YOUR INSTRUCTIONS: Which lines run from the one containing "One point marks each instance of the player wearing number 81" to the end of the entries? Quote them exactly, and nothing else.

PROVIDED ENTRIES:
-.-.-

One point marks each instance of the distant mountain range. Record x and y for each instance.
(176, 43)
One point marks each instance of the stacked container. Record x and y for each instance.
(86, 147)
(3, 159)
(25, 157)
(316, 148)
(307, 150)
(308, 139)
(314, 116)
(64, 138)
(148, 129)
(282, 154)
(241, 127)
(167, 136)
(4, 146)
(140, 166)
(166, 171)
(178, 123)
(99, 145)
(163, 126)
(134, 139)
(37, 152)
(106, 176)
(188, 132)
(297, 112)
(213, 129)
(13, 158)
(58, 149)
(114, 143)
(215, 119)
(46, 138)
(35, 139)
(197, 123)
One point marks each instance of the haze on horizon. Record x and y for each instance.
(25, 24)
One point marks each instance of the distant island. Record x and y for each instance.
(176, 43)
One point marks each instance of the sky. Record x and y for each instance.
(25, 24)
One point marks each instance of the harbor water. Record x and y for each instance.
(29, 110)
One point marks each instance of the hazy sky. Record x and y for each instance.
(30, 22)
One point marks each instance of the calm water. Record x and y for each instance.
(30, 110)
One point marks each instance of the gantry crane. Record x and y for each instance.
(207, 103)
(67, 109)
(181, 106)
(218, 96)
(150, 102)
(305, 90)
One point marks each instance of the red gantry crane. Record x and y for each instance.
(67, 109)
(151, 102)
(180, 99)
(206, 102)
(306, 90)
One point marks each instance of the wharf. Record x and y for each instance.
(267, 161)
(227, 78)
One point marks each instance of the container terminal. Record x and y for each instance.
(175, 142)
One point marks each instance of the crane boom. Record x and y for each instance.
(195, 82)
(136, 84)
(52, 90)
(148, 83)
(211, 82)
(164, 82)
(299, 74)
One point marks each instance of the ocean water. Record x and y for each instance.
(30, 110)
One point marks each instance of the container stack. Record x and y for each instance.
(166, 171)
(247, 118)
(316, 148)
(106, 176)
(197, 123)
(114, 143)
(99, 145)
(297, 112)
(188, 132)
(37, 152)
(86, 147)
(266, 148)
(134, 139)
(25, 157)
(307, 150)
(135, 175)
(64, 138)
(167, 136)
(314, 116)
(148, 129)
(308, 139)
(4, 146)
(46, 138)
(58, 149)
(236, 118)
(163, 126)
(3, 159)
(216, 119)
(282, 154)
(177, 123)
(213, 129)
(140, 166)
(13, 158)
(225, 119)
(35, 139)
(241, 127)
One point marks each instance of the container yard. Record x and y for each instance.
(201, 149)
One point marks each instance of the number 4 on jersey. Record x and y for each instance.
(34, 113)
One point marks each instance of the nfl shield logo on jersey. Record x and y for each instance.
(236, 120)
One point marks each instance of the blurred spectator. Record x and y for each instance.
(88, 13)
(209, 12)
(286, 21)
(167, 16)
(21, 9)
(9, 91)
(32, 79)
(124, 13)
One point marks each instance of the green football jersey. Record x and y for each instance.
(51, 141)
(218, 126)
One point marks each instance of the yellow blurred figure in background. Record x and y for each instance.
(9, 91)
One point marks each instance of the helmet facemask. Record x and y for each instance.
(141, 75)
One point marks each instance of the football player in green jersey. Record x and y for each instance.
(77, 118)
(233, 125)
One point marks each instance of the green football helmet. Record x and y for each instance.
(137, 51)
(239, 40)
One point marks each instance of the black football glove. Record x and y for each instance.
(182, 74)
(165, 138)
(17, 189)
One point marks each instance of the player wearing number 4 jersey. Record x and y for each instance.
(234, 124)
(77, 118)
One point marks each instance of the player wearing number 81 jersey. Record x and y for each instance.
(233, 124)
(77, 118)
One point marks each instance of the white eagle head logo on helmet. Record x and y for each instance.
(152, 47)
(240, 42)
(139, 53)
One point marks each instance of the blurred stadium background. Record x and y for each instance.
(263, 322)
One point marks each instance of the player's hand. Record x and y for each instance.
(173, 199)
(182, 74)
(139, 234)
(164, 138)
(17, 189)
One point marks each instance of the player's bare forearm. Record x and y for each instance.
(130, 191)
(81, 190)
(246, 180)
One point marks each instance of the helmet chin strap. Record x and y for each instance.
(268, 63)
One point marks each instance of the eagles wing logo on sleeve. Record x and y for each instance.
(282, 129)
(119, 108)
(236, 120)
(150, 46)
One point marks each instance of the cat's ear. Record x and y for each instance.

-.-.-

COMPLETED EXERCISE:
One point marks each instance of the player wearing number 81 jersey. Record x and y for each instance.
(233, 124)
(77, 118)
One point marks each instance of the white eagle head logo on helmet. Record x and y for each instance.
(152, 47)
(240, 42)
(139, 53)
One point marks each instance of the blurred stadium background. Record x and y for each instance.
(263, 322)
One point marks each instance of the player's hand. Record x and y for each instance.
(173, 199)
(182, 74)
(139, 234)
(164, 138)
(17, 189)
One point marks each instance of the player's bare forearm. Record x and y for each instance.
(130, 191)
(81, 190)
(246, 180)
One point marks each instance of the helmet chin strap. Record x and y for each instance.
(268, 63)
One point marks each instance of the eagles wing logo on sleeve. Record x and y for each instance.
(282, 129)
(119, 108)
(236, 120)
(150, 46)
One point marks each instance of the cat's ear. Record x and y for each instance.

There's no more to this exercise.